#### Texto mostrado ####

Introducción: la atracción española
La imagen de España en el extranjero data del siglo XVI, con los conquistadores que forjaron un imperio, la Armada que zarpó hacia Inglaterra (Sir Francis Drake es un héroe para los británicos y un pirata para los españoles) y la Leyenda Negra asociada a la Inquisición de la omnipresente Iglesia Católica.
Esa imagen perduró hasta el siglo XVIII. Los españoles eran vistos como intolerantes, estrechos de miras, indolentes, calculadores y devotamente católicos. El edificio preeminente era el vasto y austero palacio-monasterio de El Escorial, cerca de Madrid, con su fachada cenicienta, desde donde Felipe II dirigía el imperio español y que ha sido calificado de expresión en piedra del catolicismo.
La otra imagen de España, muy diferente, se originó en el siglo XIX y se prolongó hasta el siglo XX, y es en la que se centra este libro. Esta imagen romántica emana de los extranjeros, en particular de los escritores británicos, que escribieron sobre la “diferencia” real o imaginaria de España. Según los estereotipos forjados por esta imagen, algunos de los cuales aún persisten, los españoles eran anarquistas, individualistas, tolerantes, apasionados, impulsivos, naturales, generosos y paganos, el reverso total de la otra imagen.

####

Por favor, transcribe tal cual el fragmento del texto sobre la imagen de España que va desde "La otra imagen de" hasta "la otra imagen.".

#### Datos mostrados ####

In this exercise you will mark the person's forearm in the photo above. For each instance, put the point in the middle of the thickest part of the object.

####
#### Datos mostrados ####

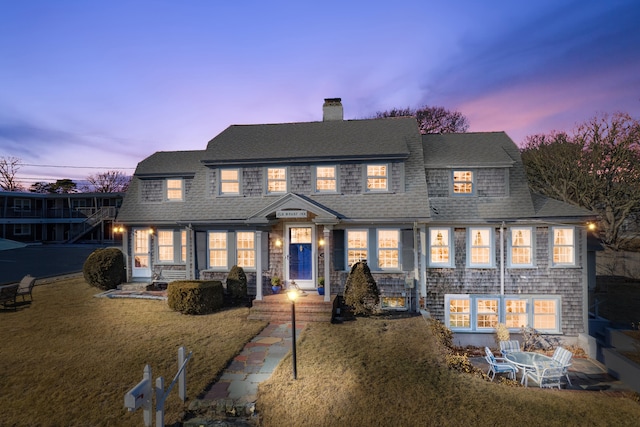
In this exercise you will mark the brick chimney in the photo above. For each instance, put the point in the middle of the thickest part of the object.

####

→ **Respuesta del ejercicio**
La otra imagen de España, muy diferente, se originó en el siglo XIX y se prolongó hasta el siglo XX, y es en la que se centra este libro. Esta imagen romántica emana de los extranjeros, en particular de los escritores británicos, que escribieron sobre la “diferencia” real o imaginaria de España. Según los estereotipos forjados por esta imagen, algunos de los cuales aún persisten, los españoles eran anarquistas, individualistas, tolerantes, apasionados, impulsivos, naturales, generosos y paganos, el reverso total de la otra imagen.